**Material provided:**
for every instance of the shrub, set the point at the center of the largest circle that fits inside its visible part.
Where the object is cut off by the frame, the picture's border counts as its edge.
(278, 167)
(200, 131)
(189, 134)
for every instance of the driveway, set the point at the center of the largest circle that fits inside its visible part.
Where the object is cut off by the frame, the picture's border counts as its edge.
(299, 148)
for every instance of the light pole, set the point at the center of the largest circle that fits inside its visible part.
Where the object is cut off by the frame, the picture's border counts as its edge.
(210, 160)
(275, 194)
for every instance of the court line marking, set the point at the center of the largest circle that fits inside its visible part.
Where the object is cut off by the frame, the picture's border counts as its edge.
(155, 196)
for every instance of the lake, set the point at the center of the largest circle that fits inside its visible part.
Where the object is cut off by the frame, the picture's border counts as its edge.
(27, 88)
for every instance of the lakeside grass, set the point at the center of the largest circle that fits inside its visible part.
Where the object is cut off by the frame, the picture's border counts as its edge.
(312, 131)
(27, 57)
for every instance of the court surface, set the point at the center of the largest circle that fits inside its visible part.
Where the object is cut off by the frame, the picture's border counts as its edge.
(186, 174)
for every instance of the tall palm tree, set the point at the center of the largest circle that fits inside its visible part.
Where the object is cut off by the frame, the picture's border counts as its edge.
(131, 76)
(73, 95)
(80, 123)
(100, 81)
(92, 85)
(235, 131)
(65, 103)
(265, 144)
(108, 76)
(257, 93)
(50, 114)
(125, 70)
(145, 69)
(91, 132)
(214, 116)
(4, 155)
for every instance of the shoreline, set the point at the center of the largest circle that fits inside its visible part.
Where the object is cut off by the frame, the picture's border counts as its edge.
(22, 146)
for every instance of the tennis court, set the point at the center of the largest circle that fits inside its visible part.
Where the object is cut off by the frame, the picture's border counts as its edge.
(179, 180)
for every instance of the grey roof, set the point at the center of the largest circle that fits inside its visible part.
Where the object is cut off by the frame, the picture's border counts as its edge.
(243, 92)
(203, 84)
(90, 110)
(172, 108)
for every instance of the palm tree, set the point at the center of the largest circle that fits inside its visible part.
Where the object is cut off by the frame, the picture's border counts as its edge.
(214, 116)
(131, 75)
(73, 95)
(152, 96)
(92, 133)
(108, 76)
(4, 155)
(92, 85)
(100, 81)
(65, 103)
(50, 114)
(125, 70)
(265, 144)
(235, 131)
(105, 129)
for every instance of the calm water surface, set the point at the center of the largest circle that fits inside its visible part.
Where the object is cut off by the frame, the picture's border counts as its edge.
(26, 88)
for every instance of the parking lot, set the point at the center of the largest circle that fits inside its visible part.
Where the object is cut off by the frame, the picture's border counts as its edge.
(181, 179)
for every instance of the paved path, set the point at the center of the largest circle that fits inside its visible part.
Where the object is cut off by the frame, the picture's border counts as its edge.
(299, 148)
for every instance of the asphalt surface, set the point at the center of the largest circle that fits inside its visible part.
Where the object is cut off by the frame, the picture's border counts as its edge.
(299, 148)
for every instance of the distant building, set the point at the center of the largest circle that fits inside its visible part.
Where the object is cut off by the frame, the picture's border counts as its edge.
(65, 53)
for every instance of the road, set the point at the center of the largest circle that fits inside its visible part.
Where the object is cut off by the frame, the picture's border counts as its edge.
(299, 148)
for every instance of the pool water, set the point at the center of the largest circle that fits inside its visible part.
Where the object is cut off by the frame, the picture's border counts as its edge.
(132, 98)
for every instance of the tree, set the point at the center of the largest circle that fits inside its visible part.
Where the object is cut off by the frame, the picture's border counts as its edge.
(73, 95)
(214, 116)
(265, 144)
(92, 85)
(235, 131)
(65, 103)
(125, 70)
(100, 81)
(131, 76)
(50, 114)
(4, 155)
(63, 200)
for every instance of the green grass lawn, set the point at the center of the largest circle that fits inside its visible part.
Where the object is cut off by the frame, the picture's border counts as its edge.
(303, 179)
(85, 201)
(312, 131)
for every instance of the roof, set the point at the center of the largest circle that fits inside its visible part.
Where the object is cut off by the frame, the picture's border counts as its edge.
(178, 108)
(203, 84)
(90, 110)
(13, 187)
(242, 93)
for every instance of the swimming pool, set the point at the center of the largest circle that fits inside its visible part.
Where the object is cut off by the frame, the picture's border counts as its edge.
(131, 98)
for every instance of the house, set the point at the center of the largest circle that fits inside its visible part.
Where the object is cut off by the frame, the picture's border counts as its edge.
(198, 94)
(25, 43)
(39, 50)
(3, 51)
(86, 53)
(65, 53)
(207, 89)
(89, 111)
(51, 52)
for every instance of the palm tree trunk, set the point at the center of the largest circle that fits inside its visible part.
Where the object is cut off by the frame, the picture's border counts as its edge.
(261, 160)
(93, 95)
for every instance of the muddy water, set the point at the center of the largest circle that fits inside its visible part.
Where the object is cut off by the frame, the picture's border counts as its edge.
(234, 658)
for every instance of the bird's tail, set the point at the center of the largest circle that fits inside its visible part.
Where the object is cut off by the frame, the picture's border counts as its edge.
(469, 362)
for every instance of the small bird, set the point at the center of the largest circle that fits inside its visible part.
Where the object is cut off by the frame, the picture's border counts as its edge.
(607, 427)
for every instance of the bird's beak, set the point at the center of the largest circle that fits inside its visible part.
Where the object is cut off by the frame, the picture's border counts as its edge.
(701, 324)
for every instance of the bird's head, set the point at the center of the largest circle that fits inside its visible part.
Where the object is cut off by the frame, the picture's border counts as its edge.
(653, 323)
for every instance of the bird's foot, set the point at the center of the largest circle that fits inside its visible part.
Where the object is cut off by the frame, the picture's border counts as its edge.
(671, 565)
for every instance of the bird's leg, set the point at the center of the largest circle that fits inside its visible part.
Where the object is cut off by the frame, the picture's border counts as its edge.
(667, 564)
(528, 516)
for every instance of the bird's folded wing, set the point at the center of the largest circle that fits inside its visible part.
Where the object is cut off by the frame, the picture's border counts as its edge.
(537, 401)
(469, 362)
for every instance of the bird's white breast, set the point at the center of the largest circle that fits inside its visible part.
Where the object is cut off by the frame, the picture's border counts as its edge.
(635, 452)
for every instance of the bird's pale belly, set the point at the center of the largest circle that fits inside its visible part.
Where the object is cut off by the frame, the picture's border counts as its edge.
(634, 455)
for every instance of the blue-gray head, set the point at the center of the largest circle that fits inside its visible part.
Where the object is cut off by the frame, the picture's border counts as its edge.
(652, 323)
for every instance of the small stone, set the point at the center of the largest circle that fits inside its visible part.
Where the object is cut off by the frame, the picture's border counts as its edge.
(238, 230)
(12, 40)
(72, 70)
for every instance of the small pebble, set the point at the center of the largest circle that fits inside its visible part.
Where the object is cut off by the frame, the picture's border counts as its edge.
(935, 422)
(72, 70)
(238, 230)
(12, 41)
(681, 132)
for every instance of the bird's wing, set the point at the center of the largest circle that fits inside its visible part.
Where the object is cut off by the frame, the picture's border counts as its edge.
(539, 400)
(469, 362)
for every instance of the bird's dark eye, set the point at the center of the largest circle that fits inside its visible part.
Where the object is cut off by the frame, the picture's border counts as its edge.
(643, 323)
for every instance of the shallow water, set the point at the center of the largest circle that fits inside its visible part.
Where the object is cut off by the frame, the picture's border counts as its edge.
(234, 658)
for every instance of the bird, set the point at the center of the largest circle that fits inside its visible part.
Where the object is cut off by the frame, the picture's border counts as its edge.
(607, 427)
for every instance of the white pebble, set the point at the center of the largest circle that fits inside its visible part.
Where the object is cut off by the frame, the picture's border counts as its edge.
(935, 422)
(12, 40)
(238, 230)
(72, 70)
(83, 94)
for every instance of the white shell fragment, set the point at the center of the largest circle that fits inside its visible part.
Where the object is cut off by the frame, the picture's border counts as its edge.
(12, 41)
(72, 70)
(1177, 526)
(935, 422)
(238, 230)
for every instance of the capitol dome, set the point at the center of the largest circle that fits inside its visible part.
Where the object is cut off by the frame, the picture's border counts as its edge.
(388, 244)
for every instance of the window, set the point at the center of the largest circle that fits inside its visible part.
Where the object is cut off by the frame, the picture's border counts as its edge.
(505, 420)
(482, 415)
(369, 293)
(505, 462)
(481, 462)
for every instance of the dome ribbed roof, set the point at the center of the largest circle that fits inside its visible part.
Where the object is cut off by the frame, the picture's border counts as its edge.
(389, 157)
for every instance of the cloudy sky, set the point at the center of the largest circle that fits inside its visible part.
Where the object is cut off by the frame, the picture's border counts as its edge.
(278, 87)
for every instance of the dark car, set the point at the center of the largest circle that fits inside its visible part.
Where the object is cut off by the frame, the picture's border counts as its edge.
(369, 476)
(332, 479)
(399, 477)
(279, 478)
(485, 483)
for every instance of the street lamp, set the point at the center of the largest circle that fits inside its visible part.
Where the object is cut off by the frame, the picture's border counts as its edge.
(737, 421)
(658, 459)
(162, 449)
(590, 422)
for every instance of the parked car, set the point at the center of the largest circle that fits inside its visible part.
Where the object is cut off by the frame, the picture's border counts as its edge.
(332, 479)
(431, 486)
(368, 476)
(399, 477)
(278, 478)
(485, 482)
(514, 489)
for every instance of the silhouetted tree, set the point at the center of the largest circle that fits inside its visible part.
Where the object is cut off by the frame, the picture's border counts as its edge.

**Task details:** Output should match, line for line, the stretch of the material above from the line holding "for every instance of the pool" through the line holding "for every instance of the tree, set".

**Reply:**
for every instance of the pool water, set the point at the center of the largest circle that fits inside its visible part.
Where the object is cut off by the frame, the picture's border counts as its edge.
(132, 98)
for every instance of the tree, set the point at the center of the largest circle that fits inside its visible part.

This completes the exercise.